KUTIPAN HALAMAN:
Oleh : Hardianto Gaus
Sebelumnya kita pahami apa itu Oligarki, dalam merujuk pada Kamus Besar Bahasa Indonesia (KBBI), Oligarki adalah pemerintahan yang dijalankan oleh beberapa orang yang berkuasa dari golongan atau kelompok tertentu. Nah dengan kuatnya peran oligarki adalah tanda pemerintahan suatu negara gagal dalam mengelola demokrasi. Ketika demokrasi gagal dikelola, sudah bisa dipastikan yang dirugikan itu adalah rakyat sendiri, karena rakyatlah yang menanggung beban dari semua kegagalan pemerintah dalam mengelola demokrasi yang ada di bangsa ini.
Jika hal itu benar adanya, maka sesungguhnya demokrasi ini telah gagal, minimal di ambang jurang kegagalan. Masalah utama demokrasi yang ada di Indonesia yang utama adalah biaya politiknya yang sangat mahal. Yang itu dapat menyebabkan banyak orang yang berkompeten tidak dapat mengikuti pemilu, baik di tingkat legislatif maupun eksekutif.
Dengan begitu menurut Aristoteles, dalam pandangan oligarki adalah bentuk pemerintahan yang dipegang oleh sekelompok orang demi kepentingan kelompoknya. Hal ini tentu menjadi permasalahan bersama dari waktu ke waktu setiap kali pemilu serentak yang dijalankan. Pada akhirnya rakyat hanya dijadikan alat untuk mengejar kepentingan oligarki semata dengan politik yang ada di bangsa ini.
Padahal semestinya Demokrasi mampu menjadi system utama pemerintahan yakni dari rakyat, oleh rakyat dan untuk rakyat. Dengan konteks ini, demokrasi tanpa rakyat tentu akan lebih kontradiktif yang kita tahu bahwa seharusnya kekuasaan tertinggi berada di tangan rakyat bukan malah terbalik kepada para pejabat ataupun oligarki politik.

DAFTAR ENTRI:
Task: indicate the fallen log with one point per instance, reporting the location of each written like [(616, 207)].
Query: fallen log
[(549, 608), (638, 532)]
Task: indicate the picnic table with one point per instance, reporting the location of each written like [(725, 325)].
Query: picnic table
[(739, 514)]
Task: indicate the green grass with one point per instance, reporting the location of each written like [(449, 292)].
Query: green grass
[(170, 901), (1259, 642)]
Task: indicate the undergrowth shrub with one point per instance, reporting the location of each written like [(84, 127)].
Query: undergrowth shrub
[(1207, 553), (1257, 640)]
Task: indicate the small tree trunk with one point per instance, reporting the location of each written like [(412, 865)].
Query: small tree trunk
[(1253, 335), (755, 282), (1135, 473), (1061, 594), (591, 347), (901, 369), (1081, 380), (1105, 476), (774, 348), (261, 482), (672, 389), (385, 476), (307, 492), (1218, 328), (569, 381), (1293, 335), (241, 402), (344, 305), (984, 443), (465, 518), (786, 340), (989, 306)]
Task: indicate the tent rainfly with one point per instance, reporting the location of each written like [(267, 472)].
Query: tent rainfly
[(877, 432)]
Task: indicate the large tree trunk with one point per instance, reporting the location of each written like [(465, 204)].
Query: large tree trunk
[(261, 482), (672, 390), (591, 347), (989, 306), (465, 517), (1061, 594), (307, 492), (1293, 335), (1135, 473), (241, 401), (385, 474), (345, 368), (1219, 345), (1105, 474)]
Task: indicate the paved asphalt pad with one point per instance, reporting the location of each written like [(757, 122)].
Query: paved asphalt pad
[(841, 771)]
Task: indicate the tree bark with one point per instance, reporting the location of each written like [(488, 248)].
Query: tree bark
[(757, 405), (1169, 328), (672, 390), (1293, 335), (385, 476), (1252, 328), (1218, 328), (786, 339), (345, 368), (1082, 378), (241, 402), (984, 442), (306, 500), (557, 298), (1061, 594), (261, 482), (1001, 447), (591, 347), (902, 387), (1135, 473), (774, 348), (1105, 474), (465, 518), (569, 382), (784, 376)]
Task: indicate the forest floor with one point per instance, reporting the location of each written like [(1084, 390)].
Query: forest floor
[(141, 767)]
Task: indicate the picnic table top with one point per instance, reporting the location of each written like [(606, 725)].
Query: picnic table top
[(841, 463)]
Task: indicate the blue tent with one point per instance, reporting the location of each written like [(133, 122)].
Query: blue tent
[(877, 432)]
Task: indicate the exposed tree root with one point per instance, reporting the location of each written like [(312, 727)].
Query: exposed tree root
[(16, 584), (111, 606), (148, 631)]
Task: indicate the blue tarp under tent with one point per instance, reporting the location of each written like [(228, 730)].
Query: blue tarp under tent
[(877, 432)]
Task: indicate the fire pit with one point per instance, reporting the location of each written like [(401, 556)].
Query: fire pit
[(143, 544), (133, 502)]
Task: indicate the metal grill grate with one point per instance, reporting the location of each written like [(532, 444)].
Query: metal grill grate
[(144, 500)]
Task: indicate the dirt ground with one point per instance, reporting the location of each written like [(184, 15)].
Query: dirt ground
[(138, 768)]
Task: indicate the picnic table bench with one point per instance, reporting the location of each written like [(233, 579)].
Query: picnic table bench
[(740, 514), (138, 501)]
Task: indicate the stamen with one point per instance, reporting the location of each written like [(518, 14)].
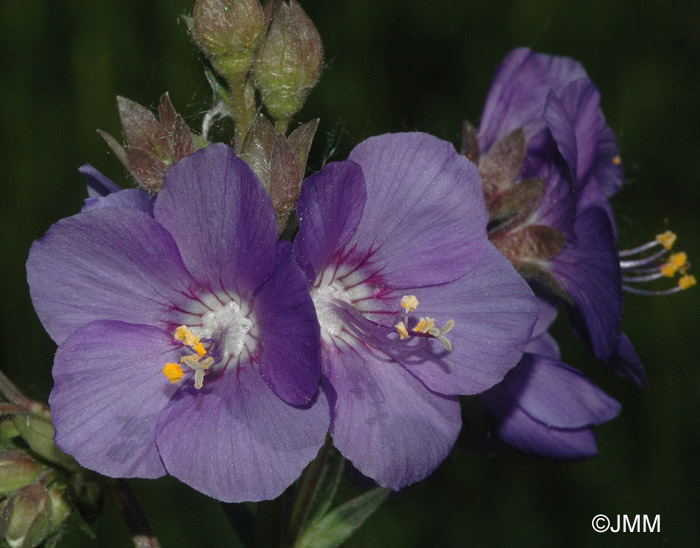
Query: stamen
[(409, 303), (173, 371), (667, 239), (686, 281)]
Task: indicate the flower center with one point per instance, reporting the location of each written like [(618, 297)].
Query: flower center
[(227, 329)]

...

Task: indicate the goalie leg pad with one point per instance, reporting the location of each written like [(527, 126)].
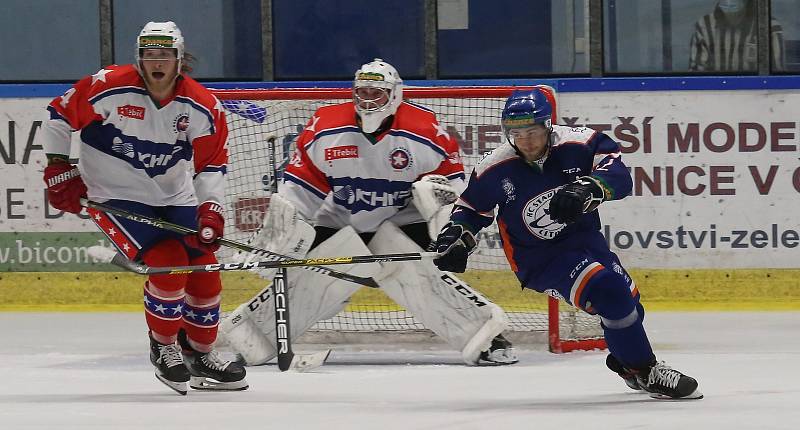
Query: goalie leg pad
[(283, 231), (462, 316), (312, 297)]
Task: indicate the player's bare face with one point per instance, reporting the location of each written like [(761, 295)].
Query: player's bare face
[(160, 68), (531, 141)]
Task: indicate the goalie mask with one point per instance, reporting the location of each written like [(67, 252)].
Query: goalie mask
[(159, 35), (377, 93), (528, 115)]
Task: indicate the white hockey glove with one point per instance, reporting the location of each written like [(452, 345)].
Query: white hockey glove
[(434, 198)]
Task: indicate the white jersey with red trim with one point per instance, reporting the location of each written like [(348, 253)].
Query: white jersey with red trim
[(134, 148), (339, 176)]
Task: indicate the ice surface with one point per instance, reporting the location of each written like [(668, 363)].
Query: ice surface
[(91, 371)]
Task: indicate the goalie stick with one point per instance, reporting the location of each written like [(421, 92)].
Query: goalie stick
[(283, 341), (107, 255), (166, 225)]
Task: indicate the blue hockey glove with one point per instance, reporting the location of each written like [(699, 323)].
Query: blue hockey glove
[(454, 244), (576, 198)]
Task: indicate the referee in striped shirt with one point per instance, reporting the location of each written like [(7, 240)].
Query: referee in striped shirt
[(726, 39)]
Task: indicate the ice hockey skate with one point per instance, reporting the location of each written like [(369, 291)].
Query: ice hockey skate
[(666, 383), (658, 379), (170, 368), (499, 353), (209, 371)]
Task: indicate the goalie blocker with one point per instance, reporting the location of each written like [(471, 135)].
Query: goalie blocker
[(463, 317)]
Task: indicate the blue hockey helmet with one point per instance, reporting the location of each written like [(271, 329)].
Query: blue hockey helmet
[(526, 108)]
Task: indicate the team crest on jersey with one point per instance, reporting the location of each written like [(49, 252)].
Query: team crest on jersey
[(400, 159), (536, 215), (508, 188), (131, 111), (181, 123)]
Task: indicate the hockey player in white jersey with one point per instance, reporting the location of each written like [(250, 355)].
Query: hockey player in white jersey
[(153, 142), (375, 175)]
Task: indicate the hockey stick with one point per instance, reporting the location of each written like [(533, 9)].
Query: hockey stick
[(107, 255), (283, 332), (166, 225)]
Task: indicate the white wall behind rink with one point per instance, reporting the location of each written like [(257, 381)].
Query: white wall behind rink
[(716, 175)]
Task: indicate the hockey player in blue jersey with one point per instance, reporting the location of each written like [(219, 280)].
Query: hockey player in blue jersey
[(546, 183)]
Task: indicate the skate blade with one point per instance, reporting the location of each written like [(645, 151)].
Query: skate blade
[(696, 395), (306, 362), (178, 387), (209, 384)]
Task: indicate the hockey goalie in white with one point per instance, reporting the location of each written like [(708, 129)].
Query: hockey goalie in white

--

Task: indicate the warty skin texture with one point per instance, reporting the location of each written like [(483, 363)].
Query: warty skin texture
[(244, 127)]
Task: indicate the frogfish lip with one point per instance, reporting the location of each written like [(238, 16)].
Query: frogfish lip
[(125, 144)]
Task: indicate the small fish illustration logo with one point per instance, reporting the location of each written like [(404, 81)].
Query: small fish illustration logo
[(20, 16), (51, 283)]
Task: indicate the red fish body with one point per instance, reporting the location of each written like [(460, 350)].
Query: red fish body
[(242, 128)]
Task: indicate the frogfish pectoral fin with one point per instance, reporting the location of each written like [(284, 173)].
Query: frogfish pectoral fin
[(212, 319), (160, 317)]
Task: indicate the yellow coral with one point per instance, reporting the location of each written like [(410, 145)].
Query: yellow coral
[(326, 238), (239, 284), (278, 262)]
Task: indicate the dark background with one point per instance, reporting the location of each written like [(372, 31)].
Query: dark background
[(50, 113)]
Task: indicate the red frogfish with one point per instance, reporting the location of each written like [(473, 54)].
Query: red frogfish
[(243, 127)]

TERAPKAN ISI BACAAN:
(A) Jawablah pertanyaan berikut berdasarkan teks tentang oligarki dan demokrasi.
(i) Menurut KBBI, apa yang dimaksud dengan oligarki?
(ii) Apa masalah utama demokrasi di Indonesia menurut teks itu?
(iii) Bagaimana Aristoteles memandang oligarki?
(B) Teruskan teks tentang oligarki dan demokrasi mulai dari kalimat terakhirnya.
Materi ini diambil dari sumber yang berbeda.

KUNCI JAWABAN LATIHAN:
(A)
(i) Pemerintahan yang dijalankan oleh beberapa orang yang berkuasa dari golongan atau kelompok tertentu.
(ii) Biaya politiknya yang sangat mahal.
(iii) Sebagai bentuk pemerintahan yang dipegang oleh sekelompok orang demi kepentingan kelompoknya.

(B)
Praktik oligarki disinyalir semakin menguasai sistem politik Indonesia. Seperti Pemilihan kepala daerah (Pilkada) sudah menjadi asumsi yang telah berkali-kali terbukti kebenarannya. Hari ini hingga menjalang di Tahun 2024 nanti Pilkada menjadi ladang kontestasi potensial bagi praktik penghamba kalangan elite politik saat ini. Untuk itu dapat dibayangkan bahwa demokrasi di Indonesia akan terus mengalami kemunduran jika tidak adanya peran actor sosial sebagai penyeimbang negara.
Ancaman oligarki dalam Pilkada 2024 nanti, tentunya membuat pasangan pemimpin daerah yang terpilih akan menjadi tangan kanan kelompok elite politik untuk mengambil sebuah keuntungan. Hal tersebut akan mencederai Hak Asasi Manusia (HAM) warga negara dan berdampak pada terabaikannya hak-hak dasar yang semestinya diperoleh oleh masyarakat. Sebagai contoh, buruknya pelayanan kesehatan, tidak meratanya akses pendidikan, banyaknya konflik pertanahan yang itu merupakan cermin pelayanan publik yang sangat suram.
Saat ini kaum elite politik berlomba-lomba mengucurkan dananya untuk mendanai pasangan potensial yang memiliki kesempatan besar untuk memimpin sebuah daerah. Tujuannya tak lain adalah untuk memperkuat serta menyelamatkan posisi politik mereka untuk menambah pundi-pundi kekayaan mereka. Belum lagi kondisi demokrasi di Indonesia sendiri yang tak cukup lama menghadapi tantangan kondisi pandemi yang berdampak hingga saat ini. Di sisi lain, jika proses politik tersebut didominasi kaum elite yang ingin mempertahankan kekayaannya dengan kekuasaan, yang terjadi adalah timbulnya pelanggaran HAM.
Kondisi tersebut akan menjadi satu keprihatinan kita bersama. HAM akan sangat terancam apabila praktik oligarki semakin berkembang. Proses politik di masa depan terlebih pilkada serentak 2024 ini tidak boleh mengesampingkan prinsip dan nilai hak asasi manusia, hak hidup, hak ekonomi untuk kesejahteraan. Kepala daerah yang seharusnya menjadi ujung tombak pemenuhan HAM harus mampu melindungi hak asasi rakyatnya. Sehingga penting bagi pemilih untuk benar-benar menggunakan hak pilihnya secara tepat. Hasil proses politik tersebut akan berdampak sangat besar bagi masyarakat, khususnya dalam pemenuhan hak asasi manusia.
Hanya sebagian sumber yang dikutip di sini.